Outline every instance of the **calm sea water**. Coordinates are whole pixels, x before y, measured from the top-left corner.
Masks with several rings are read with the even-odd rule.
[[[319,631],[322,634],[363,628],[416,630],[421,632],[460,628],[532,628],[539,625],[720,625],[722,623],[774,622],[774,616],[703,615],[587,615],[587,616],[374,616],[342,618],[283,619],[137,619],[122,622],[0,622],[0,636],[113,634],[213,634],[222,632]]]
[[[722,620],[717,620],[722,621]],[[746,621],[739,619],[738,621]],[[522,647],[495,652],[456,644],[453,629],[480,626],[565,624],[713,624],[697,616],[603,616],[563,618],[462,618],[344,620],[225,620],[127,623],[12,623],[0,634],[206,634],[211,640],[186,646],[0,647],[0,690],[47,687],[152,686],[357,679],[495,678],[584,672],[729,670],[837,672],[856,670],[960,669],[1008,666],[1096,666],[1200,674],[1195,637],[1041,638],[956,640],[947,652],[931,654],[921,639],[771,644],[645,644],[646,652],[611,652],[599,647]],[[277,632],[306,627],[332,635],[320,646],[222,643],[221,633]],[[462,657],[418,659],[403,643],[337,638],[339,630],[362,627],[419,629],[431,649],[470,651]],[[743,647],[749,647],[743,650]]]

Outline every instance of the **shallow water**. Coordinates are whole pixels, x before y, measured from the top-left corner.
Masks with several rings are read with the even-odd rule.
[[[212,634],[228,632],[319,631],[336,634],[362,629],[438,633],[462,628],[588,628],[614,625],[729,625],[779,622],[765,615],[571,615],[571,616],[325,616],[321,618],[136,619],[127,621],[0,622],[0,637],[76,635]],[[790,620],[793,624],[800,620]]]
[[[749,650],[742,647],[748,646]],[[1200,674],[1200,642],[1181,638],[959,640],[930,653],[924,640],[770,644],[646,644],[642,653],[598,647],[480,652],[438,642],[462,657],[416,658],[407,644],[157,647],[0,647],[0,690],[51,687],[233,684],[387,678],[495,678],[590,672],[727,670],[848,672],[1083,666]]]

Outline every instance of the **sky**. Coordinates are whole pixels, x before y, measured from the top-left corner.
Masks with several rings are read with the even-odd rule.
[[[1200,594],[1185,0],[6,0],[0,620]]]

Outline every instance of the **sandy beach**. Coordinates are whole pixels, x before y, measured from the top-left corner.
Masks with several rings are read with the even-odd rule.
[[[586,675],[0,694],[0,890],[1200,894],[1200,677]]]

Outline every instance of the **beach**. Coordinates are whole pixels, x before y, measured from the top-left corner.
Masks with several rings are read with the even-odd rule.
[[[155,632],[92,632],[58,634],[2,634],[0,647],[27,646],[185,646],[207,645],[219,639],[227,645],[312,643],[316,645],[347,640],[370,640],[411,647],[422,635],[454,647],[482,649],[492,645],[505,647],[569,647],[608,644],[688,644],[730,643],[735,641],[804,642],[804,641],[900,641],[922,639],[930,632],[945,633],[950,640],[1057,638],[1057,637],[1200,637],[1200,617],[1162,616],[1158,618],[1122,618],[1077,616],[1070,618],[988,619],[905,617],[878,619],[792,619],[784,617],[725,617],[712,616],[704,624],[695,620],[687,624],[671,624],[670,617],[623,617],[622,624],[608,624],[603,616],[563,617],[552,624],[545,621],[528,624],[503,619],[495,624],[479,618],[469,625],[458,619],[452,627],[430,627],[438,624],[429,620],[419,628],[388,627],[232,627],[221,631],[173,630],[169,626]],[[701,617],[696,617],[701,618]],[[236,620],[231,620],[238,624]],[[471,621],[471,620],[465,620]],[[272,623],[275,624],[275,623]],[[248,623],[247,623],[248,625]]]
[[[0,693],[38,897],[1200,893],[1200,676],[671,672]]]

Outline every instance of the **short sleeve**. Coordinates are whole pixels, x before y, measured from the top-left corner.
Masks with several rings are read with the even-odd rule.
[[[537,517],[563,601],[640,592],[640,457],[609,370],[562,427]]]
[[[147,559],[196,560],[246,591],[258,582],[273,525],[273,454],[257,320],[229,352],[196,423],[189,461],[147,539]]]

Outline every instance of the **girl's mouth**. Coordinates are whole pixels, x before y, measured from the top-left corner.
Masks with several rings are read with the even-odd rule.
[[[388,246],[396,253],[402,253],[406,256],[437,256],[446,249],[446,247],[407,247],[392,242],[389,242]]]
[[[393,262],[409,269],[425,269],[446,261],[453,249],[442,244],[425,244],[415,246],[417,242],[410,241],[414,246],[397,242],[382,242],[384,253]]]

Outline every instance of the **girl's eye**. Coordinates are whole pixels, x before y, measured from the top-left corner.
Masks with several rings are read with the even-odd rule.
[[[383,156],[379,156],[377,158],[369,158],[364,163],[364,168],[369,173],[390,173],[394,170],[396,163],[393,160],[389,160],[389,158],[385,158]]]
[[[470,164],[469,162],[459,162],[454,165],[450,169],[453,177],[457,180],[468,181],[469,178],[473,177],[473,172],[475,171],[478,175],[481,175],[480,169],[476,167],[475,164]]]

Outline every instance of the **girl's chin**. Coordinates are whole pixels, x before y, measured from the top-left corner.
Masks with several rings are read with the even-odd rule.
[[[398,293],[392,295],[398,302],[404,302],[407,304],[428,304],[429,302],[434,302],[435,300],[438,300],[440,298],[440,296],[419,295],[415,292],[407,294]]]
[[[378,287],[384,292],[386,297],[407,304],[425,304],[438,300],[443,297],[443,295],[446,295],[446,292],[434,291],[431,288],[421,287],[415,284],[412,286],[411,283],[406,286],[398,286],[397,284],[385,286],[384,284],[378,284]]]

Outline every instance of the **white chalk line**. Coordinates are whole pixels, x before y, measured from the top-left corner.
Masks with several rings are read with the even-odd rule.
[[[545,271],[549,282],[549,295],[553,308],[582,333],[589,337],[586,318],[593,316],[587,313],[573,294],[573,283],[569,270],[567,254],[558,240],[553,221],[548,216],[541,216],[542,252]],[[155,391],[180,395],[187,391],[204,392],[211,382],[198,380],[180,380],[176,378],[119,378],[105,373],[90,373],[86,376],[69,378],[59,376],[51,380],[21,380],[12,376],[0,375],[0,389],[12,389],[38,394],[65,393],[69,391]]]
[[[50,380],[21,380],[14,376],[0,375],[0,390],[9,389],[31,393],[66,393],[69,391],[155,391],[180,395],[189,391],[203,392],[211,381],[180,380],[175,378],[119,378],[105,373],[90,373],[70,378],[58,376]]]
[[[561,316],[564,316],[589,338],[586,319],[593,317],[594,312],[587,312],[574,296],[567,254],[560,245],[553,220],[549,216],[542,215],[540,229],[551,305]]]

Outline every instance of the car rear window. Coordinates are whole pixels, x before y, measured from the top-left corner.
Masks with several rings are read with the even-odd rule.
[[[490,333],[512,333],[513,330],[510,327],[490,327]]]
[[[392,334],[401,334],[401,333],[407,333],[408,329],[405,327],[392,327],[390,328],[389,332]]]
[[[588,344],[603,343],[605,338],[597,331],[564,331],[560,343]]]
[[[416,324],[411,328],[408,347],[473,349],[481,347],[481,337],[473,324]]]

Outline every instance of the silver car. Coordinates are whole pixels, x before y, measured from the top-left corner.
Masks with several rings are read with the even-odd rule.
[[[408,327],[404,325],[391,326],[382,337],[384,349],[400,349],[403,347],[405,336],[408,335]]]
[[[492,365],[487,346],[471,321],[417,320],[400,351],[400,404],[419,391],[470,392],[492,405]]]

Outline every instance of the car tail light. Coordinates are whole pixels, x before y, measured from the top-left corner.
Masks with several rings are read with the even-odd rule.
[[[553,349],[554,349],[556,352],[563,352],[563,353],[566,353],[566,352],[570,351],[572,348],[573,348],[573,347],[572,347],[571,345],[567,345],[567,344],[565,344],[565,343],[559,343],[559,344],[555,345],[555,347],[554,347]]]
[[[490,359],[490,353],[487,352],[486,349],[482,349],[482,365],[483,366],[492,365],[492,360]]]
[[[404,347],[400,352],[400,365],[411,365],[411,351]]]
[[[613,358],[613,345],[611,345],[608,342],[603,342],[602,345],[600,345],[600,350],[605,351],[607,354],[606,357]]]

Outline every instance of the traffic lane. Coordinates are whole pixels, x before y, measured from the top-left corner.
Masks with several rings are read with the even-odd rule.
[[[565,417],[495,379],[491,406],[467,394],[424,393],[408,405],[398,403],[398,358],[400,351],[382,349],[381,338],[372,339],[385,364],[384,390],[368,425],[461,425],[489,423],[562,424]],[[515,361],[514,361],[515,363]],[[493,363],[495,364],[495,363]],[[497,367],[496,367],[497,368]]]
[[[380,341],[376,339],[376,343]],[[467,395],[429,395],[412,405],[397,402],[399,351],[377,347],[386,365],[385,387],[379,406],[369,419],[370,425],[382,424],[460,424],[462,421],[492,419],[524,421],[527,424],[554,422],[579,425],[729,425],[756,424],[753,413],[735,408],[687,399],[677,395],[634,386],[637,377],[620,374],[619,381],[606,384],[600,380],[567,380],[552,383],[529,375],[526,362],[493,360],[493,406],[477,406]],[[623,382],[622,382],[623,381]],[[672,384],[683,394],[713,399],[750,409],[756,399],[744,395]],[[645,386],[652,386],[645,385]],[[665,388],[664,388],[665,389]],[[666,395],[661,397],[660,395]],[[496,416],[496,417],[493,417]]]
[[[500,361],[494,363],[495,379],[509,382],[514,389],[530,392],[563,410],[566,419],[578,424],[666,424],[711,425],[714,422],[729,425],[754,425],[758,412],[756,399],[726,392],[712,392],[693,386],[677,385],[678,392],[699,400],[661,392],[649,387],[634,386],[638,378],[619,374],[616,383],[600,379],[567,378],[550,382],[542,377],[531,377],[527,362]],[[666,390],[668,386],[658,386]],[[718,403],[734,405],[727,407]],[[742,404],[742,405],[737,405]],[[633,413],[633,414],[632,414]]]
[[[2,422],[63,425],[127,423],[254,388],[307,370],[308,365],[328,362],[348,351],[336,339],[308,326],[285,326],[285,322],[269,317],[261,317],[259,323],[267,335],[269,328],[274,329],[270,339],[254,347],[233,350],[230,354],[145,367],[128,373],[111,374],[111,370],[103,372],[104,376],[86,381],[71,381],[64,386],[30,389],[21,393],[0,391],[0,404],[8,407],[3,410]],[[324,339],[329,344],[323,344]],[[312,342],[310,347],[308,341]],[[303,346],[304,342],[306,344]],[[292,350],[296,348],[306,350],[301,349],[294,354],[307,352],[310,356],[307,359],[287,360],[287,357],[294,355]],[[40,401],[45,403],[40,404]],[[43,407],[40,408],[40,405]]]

_ _ _ _

◆ **DIRECTIONS FOR THIS TASK**: Pull every line with the string "girl" from the data above.

◆ **WRITTEN REPLY**:
Outline every instance of the **girl's mouth**. Coordinates are whole pixels, x before y, measured from the top-left corner.
Outline every instance of the **girl's eye**. Coordinates are whole pixels, x before y, measured from the top-left corner.
Outline every instance of the **girl's chin**. Coordinates are whole pixels, x before y, measured from the top-left corner.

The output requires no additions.